● **INSTRUCTIONS TO FOLLOW**
Set down the data again in full, keeping every line exactly as it is.

....

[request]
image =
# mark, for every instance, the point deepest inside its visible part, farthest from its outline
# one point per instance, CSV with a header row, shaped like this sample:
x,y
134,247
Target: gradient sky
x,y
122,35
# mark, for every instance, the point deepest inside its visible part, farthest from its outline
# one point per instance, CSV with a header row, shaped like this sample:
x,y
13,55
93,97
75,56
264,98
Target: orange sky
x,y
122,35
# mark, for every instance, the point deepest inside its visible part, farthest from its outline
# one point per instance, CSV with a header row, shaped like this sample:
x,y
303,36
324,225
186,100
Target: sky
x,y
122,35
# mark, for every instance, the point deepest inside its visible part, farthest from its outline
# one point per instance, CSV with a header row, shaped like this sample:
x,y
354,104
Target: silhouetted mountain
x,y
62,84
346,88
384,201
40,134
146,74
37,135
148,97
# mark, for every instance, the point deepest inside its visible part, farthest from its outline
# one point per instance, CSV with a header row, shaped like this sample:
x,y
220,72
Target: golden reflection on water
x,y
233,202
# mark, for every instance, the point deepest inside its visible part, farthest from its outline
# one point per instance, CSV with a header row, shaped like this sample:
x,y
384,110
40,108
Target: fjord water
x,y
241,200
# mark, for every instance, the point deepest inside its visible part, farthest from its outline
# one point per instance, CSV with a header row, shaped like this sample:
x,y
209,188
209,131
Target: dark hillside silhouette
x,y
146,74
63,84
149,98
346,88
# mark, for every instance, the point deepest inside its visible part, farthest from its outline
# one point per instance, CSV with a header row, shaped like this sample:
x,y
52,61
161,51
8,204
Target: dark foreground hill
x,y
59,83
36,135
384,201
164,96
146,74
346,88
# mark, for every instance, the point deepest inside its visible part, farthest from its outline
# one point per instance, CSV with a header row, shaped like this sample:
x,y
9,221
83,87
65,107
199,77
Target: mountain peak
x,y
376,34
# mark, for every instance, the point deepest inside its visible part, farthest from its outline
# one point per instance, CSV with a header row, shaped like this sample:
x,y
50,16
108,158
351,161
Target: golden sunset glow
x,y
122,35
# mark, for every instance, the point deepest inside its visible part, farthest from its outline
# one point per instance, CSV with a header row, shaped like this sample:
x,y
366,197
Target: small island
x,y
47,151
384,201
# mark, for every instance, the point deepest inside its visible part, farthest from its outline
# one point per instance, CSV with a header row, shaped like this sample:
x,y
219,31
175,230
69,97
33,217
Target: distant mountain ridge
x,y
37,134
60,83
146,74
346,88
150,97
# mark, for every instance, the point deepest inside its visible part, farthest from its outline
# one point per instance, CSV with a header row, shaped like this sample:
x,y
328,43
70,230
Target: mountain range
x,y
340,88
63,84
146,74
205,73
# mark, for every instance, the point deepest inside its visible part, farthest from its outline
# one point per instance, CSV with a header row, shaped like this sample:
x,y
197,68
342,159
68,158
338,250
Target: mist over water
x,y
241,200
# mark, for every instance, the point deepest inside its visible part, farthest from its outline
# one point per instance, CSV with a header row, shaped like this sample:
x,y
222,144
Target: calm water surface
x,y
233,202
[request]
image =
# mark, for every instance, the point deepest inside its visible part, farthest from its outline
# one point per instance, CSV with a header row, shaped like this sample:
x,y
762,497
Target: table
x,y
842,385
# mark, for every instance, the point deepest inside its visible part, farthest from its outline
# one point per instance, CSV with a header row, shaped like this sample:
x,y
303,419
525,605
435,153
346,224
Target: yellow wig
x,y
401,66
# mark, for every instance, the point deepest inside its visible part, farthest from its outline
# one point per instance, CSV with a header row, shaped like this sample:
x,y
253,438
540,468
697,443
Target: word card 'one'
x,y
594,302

....

● **ANSWER BOX**
[request]
image =
# mark, for every instance, the point deepest inside its visible part, farthest from its outline
# one point per instance, CSV with a header row, shaped like this sample:
x,y
134,247
Target: gradient sky
x,y
122,35
# mark, for every instance, the point deepest inside its visible part, farthest from its outline
# one point per instance, CSV with a header row, shaped like this sample:
x,y
13,55
93,97
75,56
264,98
Target: orange sky
x,y
122,35
# mark, for every instance, the point deepest inside its visible part, farthest from its outline
# one point per instance, CSV with a header row, shaped like this sample:
x,y
303,36
324,225
186,100
Target: sky
x,y
122,35
# mark, for every instance, the point deepest inside its visible part, farthest from its outline
# one point per instance, CSV with a header row, shaped like this sample:
x,y
354,104
Target: silhouetted mountain
x,y
62,84
346,88
384,201
40,134
146,74
37,135
148,97
# mark, for every instance, the point deepest inside its visible part, farthest from its outline
# one point per instance, CSV with a header row, shaped like this sample:
x,y
220,72
Target: golden reflection on water
x,y
233,202
# mark, for every instance, the point deepest inside its visible part, farthest from its outline
# one point per instance, CSV with a header row, shaped like this sample:
x,y
384,110
40,108
Target: fjord water
x,y
241,200
# mark, for every instance, the point deepest inside its visible part, farthest from its outline
# one point per instance, CSV with a header row, shaped like this sample:
x,y
209,188
209,131
Target: dark hillside silhouette
x,y
146,74
63,84
149,98
346,88
# mark, for every instance, the point deepest inside its visible part, farthest from its outline
# one point per instance, CSV with a header row, shaped like this sample:
x,y
52,61
161,51
8,204
Target: dark foreground hill
x,y
59,83
36,135
384,201
164,96
146,74
346,88
# mark, for every instance, the point deepest inside its visible part, farthest from its outline
# one point per instance, CSV with a header row, shaped like this sample:
x,y
9,221
83,87
65,107
199,77
Target: mountain peak
x,y
376,34
# mark, for every instance, the point deepest inside its visible part, farthest from its outline
# one point per instance, CSV with a header row, shaped like this sample:
x,y
50,16
108,158
351,161
Target: golden sunset glow
x,y
122,35
# mark, for every instance, the point deepest inside its visible part, farthest from its outline
# one point per instance, CSV with a header row, shaped like this sample:
x,y
366,197
Target: small island
x,y
47,151
384,201
# mark, for every instance, the point deepest inside its visible part, farthest from its outline
# one point per instance, CSV with a header row, shaped like this sample:
x,y
219,31
175,230
69,97
33,217
Target: distant mountain ridge
x,y
37,134
60,83
146,74
346,88
150,97
# mark, for every instance, the point deepest inside its visible part, farthest from its outline
# one point per instance, CSV with a header row, shaped like this sample:
x,y
328,43
70,230
Target: mountain range
x,y
340,88
63,84
146,74
205,73
# mark, for every instance, the point deepest inside its visible part, farthest from its outline
# one point per instance, CSV with a header row, shaped like this sample:
x,y
197,68
342,159
68,158
338,250
Target: mist over water
x,y
241,200
# mark, for every instance, the point deepest inside its visible part, farthest from its outline
# one point per instance, CSV with a header row, shaped like this sample:
x,y
222,144
Target: calm water surface
x,y
233,202
[request]
image =
# mark, for every instance, the point deepest inside its visible part, farthest from its outline
# one point per instance, CSV with a header row, shaped like this sample:
x,y
762,497
Target: table
x,y
842,385
# mark, for every instance, the point deepest inside its visible part, farthest from its outline
# one point per instance, CSV with a header row, shaped like this sample:
x,y
303,419
525,605
435,153
346,224
Target: yellow wig
x,y
401,66
# mark, for every instance, the point deepest inside its visible part, farthest from its outline
# one point per instance, CSV with a header row, shaped like this sample:
x,y
253,438
540,468
697,443
Target: word card 'one'
x,y
594,302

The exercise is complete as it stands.